» **Information supplied**
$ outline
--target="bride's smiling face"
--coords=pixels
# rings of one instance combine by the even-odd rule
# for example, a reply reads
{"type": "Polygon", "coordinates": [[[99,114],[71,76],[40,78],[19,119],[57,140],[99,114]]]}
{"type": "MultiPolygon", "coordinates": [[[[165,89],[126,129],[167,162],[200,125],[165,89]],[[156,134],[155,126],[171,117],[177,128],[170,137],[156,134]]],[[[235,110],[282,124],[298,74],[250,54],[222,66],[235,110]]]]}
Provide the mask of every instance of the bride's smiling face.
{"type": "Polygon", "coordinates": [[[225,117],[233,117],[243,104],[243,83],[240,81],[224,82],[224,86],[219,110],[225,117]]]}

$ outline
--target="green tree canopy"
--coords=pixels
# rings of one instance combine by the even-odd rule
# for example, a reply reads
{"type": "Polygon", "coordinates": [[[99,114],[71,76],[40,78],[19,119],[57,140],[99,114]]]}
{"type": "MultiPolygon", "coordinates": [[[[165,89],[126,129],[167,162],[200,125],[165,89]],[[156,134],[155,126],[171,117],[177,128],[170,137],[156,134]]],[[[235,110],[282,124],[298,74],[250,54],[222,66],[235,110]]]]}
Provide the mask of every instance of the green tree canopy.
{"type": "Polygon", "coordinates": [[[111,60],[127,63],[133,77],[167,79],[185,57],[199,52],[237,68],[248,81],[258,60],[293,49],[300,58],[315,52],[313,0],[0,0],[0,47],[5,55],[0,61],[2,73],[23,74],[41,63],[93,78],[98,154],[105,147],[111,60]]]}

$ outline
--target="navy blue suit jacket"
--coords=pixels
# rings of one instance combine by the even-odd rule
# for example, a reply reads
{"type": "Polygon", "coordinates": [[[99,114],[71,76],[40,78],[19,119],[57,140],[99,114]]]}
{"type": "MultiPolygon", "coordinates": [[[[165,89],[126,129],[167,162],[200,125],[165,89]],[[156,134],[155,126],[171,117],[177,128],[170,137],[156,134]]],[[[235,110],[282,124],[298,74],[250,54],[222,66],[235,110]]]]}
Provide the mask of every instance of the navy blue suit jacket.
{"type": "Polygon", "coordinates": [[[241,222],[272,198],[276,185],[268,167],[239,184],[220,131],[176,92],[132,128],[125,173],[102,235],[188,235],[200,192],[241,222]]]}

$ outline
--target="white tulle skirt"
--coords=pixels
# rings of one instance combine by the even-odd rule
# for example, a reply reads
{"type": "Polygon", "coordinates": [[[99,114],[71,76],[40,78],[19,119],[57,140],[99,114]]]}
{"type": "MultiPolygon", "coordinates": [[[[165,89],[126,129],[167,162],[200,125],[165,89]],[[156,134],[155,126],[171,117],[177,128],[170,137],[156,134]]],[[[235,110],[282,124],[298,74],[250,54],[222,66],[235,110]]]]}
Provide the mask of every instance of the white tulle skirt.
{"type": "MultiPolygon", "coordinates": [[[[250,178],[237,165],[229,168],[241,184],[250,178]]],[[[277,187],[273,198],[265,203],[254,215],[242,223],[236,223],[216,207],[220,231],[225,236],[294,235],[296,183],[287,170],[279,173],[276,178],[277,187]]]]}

» **Task prompt**
Print out all the entries precisely as written.

» **Expected output**
$ outline
--target="bride's smiling face"
--coords=pixels
# rings of one instance combine by the even-odd rule
# for example, a reply reads
{"type": "Polygon", "coordinates": [[[99,114],[71,76],[40,78],[19,119],[57,140],[99,114]]]}
{"type": "MultiPolygon", "coordinates": [[[[165,89],[126,129],[167,162],[200,125],[165,89]],[[156,134],[155,126],[171,117],[177,128],[170,137],[156,134]]],[[[235,110],[282,124],[298,74],[250,54],[222,66],[235,110]]]]}
Provide the mask of every instance of the bride's smiling face.
{"type": "Polygon", "coordinates": [[[225,117],[233,117],[243,104],[243,83],[240,81],[224,82],[224,86],[219,110],[225,117]]]}

$ outline
--target="green tree canopy"
--coords=pixels
# rings of one instance combine by the even-odd rule
# for example, a reply reads
{"type": "Polygon", "coordinates": [[[99,114],[71,76],[40,78],[19,119],[57,140],[99,114]]]}
{"type": "MultiPolygon", "coordinates": [[[[165,89],[126,129],[167,162],[200,125],[165,89]],[[156,134],[155,126],[171,117],[177,128],[170,137],[156,134]]],[[[235,110],[282,124],[298,74],[250,54],[222,66],[235,110]]]]}
Provide the mask of every instance of the green tree canopy.
{"type": "Polygon", "coordinates": [[[111,60],[127,63],[133,77],[167,79],[185,57],[199,52],[237,68],[248,81],[258,60],[293,49],[300,58],[315,52],[313,0],[0,0],[0,47],[5,55],[0,61],[2,73],[23,74],[41,63],[93,78],[98,154],[105,147],[111,60]]]}

$ outline
--target="navy blue suit jacket"
--coords=pixels
# rings of one instance combine by the even-odd rule
# for example, a reply reads
{"type": "Polygon", "coordinates": [[[99,114],[71,76],[40,78],[19,119],[57,140],[99,114]]]}
{"type": "MultiPolygon", "coordinates": [[[[165,89],[126,129],[167,162],[200,125],[165,89]],[[156,134],[155,126],[171,117],[177,128],[170,137],[156,134]]],[[[235,110],[282,124],[298,74],[250,54],[222,66],[235,110]]]]}
Provide the mask of every instance of the navy blue suit jacket.
{"type": "Polygon", "coordinates": [[[241,222],[272,198],[276,185],[268,167],[239,184],[220,131],[176,92],[132,128],[125,173],[102,235],[188,235],[200,192],[241,222]]]}

$ outline
--target="white tulle skirt"
--coords=pixels
# rings of one instance combine by the even-odd rule
# for example, a reply reads
{"type": "Polygon", "coordinates": [[[99,114],[71,76],[40,78],[19,119],[57,140],[99,114]]]}
{"type": "MultiPolygon", "coordinates": [[[[165,89],[126,129],[167,162],[200,125],[165,89]],[[156,134],[155,126],[171,117],[177,128],[170,137],[156,134]]],[[[235,110],[282,124],[298,74],[250,54],[222,66],[235,110]]]]}
Provide the mask of every instance of the white tulle skirt.
{"type": "MultiPolygon", "coordinates": [[[[250,178],[237,165],[229,168],[241,184],[250,178]]],[[[277,187],[273,198],[265,203],[254,215],[242,223],[236,223],[216,207],[220,231],[225,236],[294,235],[296,183],[287,170],[279,173],[276,178],[277,187]]]]}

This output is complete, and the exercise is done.